• _ESTRATTO DEL TESTO_
•••••

Arrivate puntualmente, come ogni anno, le temute pagelle della “Foundation
for Environmental Education”, ovvero, il riconoscimento alle spiagge più belle
e al mare più pulito, conferito tramite la prestigiosa “Bandiera blu”. Una
lista impietosa, che contempla i bocciati e i promossi, le spiagge “in” e
quelle “out”, secondo l’insindacabile parere dell’organizzazione ambientale
nata in Danimarca dal 1987.
Alla Calabria, nonostante i suoi 800 chilometri di costa, sono state
assegnate solo 9 bandierine. Le Marche, invece, i cui chilometri costieri sono
180, ha ben 16 località insignite del premio. Ogni anno la doccia fredda arriva
strategicamente quando la gente si appresta ad organizzare la vacanza estiva e
deve scegliere una località di mare. A detta del presidente del Fee Italia,
Claudio Mazza, moltissimi utenti prima di prenotare una vacanza, terrebbero in
gran conto dove l’organizzazione no profit avrebbe apposto la sua bandierina,
in quanto tale riconoscimento è assegnato sulla base di precisi canoni, che
sono garanzia di qualità ed efficienza, e cioè, per farla breve, qualità delle
acque, servizi e rigoroso rispetto per l’ambiente. Stante dunque al giudizio
della Fee, i viaggiatori dovrebbero tenersi alla larga dalle coste della provincia
di Vibo, in quanto è l’unica, tra quelle calabresi, a non essere insignita di
uno straccio di bandierina. Da Pizzo a Nicotera, passando per Tropea e Capo
Vaticano, non c’è un pezzo di spiaggia che meriti l’attenzione degli esperti
dell’organizzazione. A questo punto potremmo versare fiumi di inchiostro per
ribadire le criticità che attanagliano la nostra terra, cercando
masochisticamente di dare legittimità e cittadinanza alla sdegnosa indifferenza
della Fee. Invece occorre evidenziare altri aspetti della questione.
Innanzitutto, si verifica uno strano fenomeno: nonostante nessuna bandierina
blu, le coste vibonesi registrano un costante e continuo incremento di presenze
turistiche. A documentarlo è la Federalberghi che opera nel settore. Il mare
che bagna questo tratto di costa, eccezion fatta per alcune località, è spesso
limpidissimo; le spiagge di Capo Vaticano e di Tropea conservano un fascino
selvatico senza precedenti, mentre la spiaggia nicoterese, per il decimo anno
consecutivo, è stata insignita della Bandiera Verde dei pediatri italiani, in
quanto spiaggia a misura di bimbo.

•••••

• _OBIETTIVO 1_
Tra le righe di dati più in basso, riporta in forma di elenco numerato quelle che vanno dalla riga contenente "Identify a point for each instance of the podium" fino alla riga contenente "Identify a point for each instance of the man", estremi inclusi, omettendo le righe vuote.

• _DATI ESTRATTI_
•••••

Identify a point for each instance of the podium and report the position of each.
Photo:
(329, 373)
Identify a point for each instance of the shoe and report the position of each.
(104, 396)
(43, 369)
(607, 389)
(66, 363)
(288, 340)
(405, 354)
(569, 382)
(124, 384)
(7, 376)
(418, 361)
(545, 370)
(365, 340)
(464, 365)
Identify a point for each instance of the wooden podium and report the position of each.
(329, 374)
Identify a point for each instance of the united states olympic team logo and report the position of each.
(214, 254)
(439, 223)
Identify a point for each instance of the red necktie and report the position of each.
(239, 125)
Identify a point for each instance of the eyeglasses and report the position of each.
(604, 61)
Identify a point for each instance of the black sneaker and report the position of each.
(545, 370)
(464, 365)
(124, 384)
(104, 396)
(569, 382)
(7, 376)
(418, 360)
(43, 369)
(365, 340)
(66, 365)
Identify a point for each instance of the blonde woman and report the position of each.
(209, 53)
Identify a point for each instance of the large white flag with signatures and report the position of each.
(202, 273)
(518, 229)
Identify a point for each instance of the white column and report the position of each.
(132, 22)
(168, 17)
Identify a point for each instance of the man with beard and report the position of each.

•••••

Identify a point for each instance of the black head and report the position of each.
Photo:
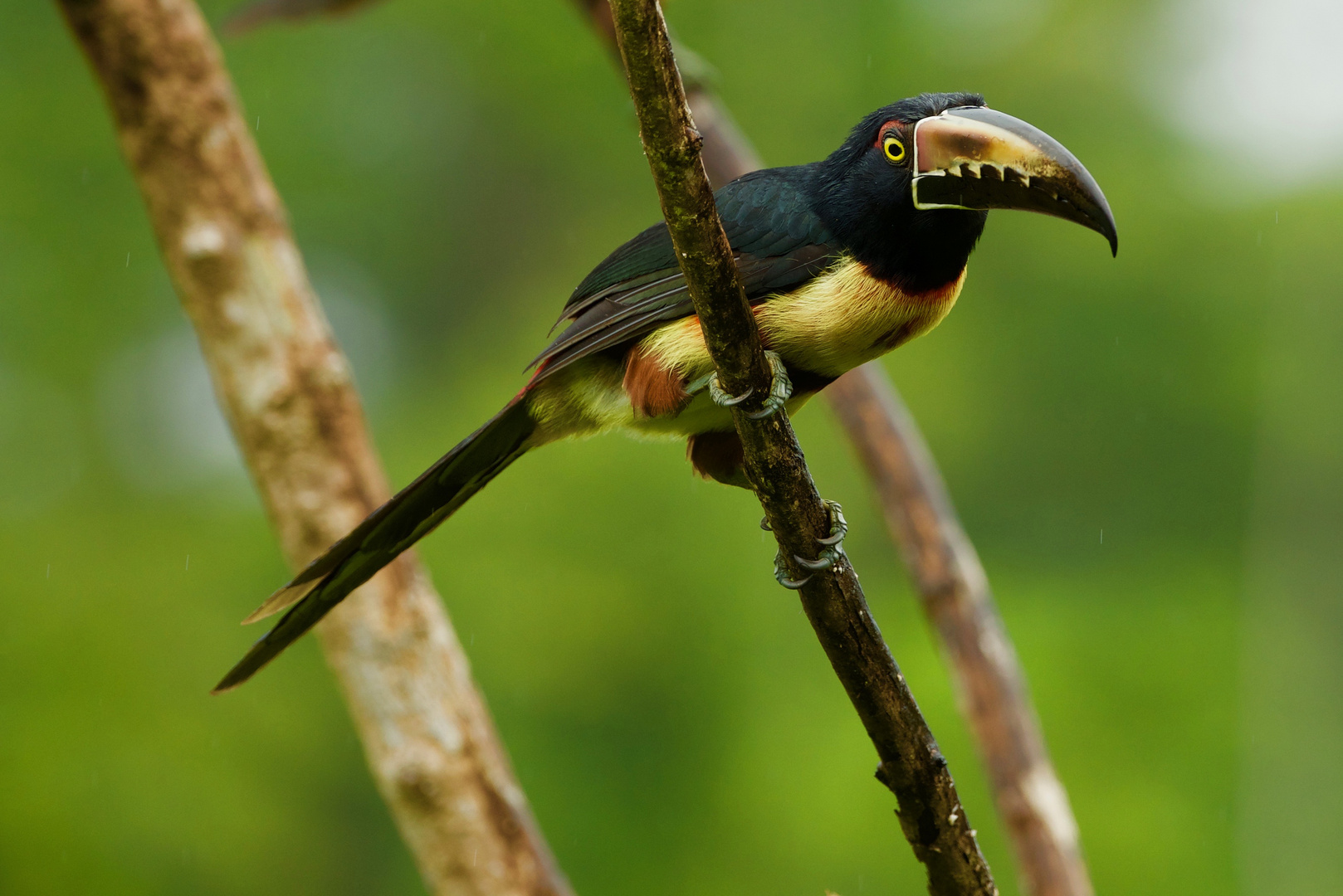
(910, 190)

•••••

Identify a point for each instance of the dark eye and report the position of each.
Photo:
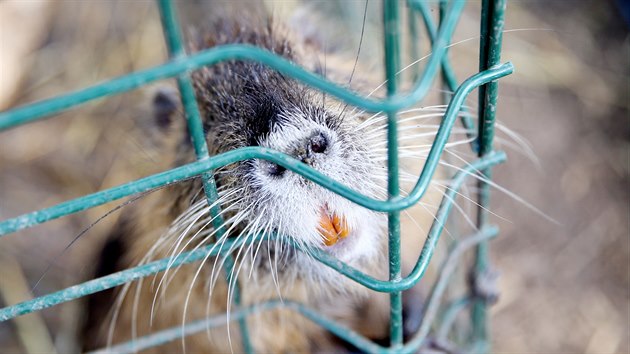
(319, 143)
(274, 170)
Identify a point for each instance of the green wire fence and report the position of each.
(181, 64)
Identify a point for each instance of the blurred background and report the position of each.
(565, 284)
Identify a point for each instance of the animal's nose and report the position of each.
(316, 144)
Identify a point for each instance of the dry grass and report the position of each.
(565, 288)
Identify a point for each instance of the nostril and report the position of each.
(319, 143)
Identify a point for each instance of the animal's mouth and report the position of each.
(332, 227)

•••••

• _OBIETTIVO 2_
Nell'articolo sulle Bandiere blu, quante località delle Marche risultano insignite del premio?

• _RISPOSTA 1_
1. Identify a point for each instance of the podium and report the position of each.
2. Photo:
3. (329, 373)
4. Identify a point for each instance of the shoe and report the position of each.
5. (104, 396)
6. (43, 369)
7. (607, 389)
8. (66, 363)
9. (288, 340)
10. (405, 354)
11. (569, 382)
12. (124, 384)
13. (7, 376)
14. (418, 361)
15. (545, 370)
16. (365, 340)
17. (464, 365)
18. Identify a point for each instance of the wooden podium and report the position of each.
19. (329, 374)
20. Identify a point for each instance of the united states olympic team logo and report the position of each.
21. (214, 254)
22. (439, 223)
23. Identify a point for each instance of the red necktie and report the position of each.
24. (239, 125)
25. Identify a point for each instance of the eyeglasses and report the position of each.
26. (604, 61)
27. Identify a point for each instance of the black sneaker and report the position of each.
28. (545, 370)
29. (464, 365)
30. (124, 384)
31. (104, 396)
32. (569, 382)
33. (7, 376)
34. (418, 360)
35. (43, 369)
36. (365, 340)
37. (66, 365)
38. Identify a point for each instance of the blonde woman and report the position of each.
39. (209, 53)
40. Identify a point for each instance of the large white flag with signatures and report the position of each.
41. (202, 273)
42. (518, 229)
43. Identify a point for each instance of the white column and report the position of each.
44. (132, 22)
45. (168, 17)
46. Identify a point for each instance of the man with beard and report the position of each.

• _RISPOSTA 2_
16 località.